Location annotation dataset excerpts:
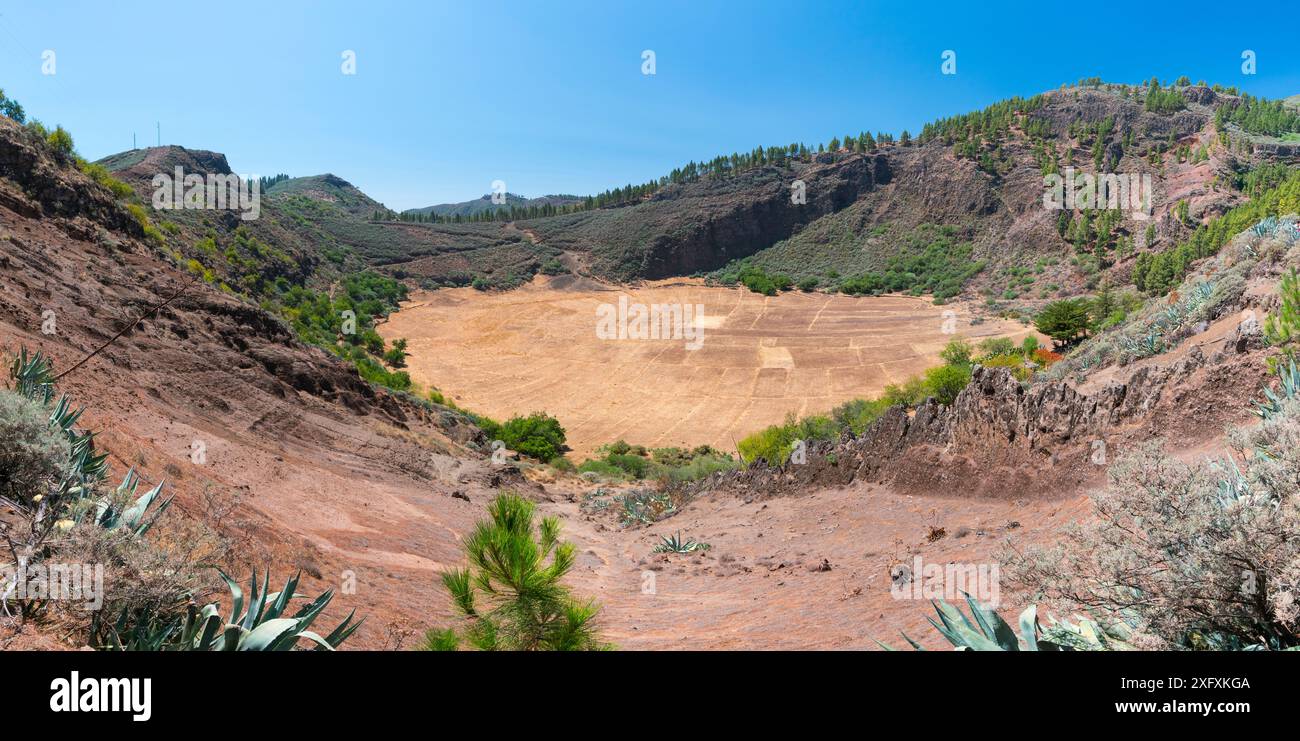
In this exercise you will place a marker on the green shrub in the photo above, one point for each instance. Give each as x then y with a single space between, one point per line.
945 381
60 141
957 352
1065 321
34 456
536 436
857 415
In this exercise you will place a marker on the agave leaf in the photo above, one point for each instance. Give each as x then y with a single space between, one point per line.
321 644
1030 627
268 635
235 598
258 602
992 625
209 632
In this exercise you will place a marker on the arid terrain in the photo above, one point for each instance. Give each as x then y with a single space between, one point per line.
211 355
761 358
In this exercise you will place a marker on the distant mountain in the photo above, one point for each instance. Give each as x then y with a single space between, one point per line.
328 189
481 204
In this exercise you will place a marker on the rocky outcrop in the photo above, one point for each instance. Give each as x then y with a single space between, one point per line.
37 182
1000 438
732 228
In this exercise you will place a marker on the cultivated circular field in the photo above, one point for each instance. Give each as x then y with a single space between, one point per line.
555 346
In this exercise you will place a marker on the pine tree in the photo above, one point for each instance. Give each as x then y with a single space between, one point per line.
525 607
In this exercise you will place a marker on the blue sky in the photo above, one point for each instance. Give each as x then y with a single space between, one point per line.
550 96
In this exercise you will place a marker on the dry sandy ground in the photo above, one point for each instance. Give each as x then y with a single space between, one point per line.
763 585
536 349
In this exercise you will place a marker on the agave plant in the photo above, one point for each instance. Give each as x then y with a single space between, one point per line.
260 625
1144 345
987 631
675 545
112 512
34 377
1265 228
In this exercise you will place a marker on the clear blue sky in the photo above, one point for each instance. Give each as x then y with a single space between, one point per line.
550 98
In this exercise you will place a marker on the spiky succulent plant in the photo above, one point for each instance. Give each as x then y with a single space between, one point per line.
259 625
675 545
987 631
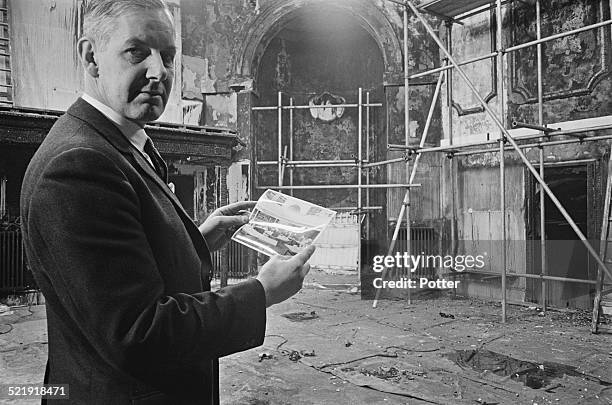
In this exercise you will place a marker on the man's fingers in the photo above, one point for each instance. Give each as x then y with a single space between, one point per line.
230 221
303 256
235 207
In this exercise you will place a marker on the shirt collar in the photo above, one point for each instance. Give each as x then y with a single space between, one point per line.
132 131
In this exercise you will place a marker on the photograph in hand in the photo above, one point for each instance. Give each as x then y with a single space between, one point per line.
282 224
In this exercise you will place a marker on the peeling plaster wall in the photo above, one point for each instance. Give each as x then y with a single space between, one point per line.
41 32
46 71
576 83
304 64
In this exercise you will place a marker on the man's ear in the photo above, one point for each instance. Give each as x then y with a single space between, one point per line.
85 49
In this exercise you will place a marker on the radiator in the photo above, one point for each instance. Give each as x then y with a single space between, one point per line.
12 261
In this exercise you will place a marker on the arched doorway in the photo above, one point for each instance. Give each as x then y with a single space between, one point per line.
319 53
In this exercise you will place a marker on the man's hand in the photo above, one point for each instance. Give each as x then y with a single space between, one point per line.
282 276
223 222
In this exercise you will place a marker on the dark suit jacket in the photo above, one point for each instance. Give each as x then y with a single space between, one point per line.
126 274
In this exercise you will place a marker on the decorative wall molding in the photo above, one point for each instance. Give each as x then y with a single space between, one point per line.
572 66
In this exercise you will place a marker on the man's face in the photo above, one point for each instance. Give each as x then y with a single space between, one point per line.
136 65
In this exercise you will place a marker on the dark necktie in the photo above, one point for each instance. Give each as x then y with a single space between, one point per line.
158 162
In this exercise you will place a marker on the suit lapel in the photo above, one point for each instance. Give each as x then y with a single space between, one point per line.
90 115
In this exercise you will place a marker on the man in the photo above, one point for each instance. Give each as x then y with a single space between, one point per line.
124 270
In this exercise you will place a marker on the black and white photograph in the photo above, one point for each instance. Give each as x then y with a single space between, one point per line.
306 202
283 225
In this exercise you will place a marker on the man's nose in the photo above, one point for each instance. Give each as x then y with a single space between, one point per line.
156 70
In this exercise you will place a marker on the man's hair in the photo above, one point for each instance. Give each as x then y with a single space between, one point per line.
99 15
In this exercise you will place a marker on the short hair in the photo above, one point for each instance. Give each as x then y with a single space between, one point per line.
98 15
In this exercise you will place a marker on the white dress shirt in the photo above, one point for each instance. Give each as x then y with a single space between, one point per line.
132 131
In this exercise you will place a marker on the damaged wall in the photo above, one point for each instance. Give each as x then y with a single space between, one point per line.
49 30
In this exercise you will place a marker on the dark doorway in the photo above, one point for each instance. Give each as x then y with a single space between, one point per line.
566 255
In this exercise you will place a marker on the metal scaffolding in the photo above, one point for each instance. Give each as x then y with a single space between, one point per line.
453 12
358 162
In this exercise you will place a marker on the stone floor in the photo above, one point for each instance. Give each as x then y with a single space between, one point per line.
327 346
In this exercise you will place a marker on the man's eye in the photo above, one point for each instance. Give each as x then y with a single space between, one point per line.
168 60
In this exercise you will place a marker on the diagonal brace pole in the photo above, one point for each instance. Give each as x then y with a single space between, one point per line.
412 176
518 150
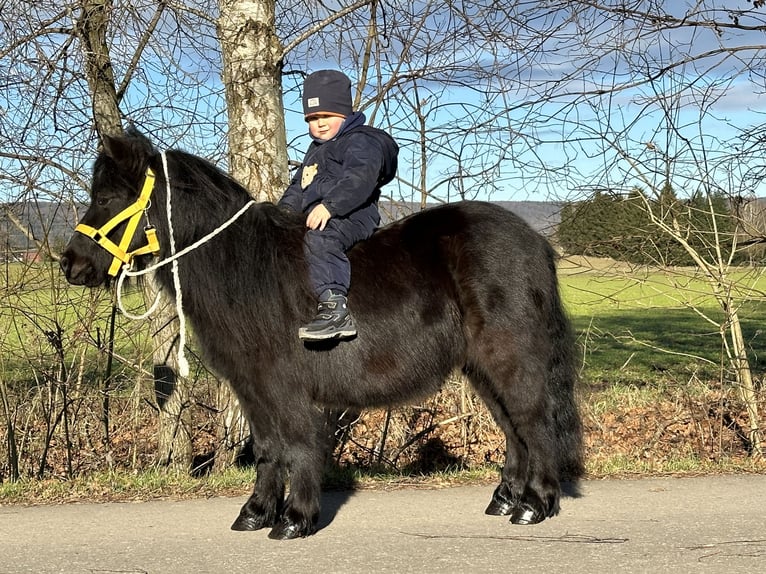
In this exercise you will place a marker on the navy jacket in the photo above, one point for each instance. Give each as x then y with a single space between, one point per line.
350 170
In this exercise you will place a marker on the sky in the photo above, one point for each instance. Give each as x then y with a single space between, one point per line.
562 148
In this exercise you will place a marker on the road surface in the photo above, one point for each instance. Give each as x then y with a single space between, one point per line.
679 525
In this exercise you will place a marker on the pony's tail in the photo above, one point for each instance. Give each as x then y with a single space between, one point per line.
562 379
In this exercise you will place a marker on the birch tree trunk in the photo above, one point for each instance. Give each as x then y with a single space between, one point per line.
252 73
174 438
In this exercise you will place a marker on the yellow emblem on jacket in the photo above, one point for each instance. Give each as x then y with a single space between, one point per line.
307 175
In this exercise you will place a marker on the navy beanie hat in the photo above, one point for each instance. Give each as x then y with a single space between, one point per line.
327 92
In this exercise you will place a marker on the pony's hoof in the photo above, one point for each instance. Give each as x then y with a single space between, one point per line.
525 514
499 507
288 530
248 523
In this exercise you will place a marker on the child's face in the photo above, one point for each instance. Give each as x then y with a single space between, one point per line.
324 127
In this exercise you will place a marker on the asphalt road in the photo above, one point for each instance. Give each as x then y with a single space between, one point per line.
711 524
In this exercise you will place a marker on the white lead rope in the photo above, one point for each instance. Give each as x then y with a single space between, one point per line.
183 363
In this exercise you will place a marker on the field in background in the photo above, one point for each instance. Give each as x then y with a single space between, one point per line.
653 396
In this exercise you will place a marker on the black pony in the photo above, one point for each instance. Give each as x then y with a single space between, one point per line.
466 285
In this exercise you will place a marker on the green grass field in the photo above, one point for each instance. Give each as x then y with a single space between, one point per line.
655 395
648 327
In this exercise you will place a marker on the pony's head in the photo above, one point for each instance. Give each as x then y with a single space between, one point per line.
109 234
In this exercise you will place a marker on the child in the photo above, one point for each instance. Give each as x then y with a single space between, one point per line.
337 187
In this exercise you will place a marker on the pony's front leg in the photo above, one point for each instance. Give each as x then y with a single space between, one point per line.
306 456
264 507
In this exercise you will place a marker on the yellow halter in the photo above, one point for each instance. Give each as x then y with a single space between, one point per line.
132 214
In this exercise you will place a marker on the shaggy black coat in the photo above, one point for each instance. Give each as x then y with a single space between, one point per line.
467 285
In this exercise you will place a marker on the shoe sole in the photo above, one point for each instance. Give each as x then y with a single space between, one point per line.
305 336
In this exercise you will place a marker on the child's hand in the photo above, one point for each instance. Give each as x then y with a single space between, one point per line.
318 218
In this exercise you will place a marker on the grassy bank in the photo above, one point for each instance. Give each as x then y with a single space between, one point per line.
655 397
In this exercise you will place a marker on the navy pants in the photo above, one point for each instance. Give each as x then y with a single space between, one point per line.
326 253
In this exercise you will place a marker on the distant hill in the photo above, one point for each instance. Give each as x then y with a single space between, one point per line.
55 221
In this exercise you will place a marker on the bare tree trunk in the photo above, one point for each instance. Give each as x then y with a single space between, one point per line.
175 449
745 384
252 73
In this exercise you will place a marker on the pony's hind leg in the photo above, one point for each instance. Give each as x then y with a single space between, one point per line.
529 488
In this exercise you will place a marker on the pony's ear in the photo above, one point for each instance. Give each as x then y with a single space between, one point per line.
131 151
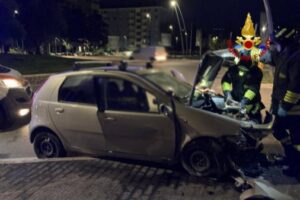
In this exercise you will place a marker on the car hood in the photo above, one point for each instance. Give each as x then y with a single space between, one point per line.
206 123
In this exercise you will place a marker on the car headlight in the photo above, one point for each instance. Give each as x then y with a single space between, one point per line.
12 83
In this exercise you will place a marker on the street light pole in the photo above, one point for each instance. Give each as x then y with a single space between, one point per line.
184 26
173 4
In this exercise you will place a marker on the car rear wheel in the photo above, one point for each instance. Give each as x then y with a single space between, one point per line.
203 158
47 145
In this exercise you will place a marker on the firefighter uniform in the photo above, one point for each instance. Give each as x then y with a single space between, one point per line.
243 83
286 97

DESCRIPTION OF THE TASK — Copy the records from the line with "the pony's ear" through the end of the records, swapping "street light pole" for "lamppost" and keeping everything else the same. Omit the pictures from your copy.

IN RESPONSE —
In this exercise you will place a marker on the pony's ear in the photo above, one point for each instance. Give each as x then y with a single space between, one point per line.
131 151
In this exercise you will place a marker on the car hood in the photo above, one point for each instance. Give each as x then y with a single space between, one point per line.
206 123
In this exercise you will place a marker on the car headlight in the photo above, one point for each instance. Give each as x then y with a single space between, one point per line.
12 83
In this exercise you will place a marker on the lamppost in the photo above, one point for each instance. Give each as x then y with a single space between, one point per line.
184 26
173 4
In this exercise you will place a marker on the car rear wheel in the photo above, one point for each instance. Give each as x then y with a single space between, one point per line.
203 158
47 145
In this exercise you will place a marker on the firefighter uniform in the photo above, one point for each instance. Give each as x then y with a single space between, one point per line.
243 83
286 97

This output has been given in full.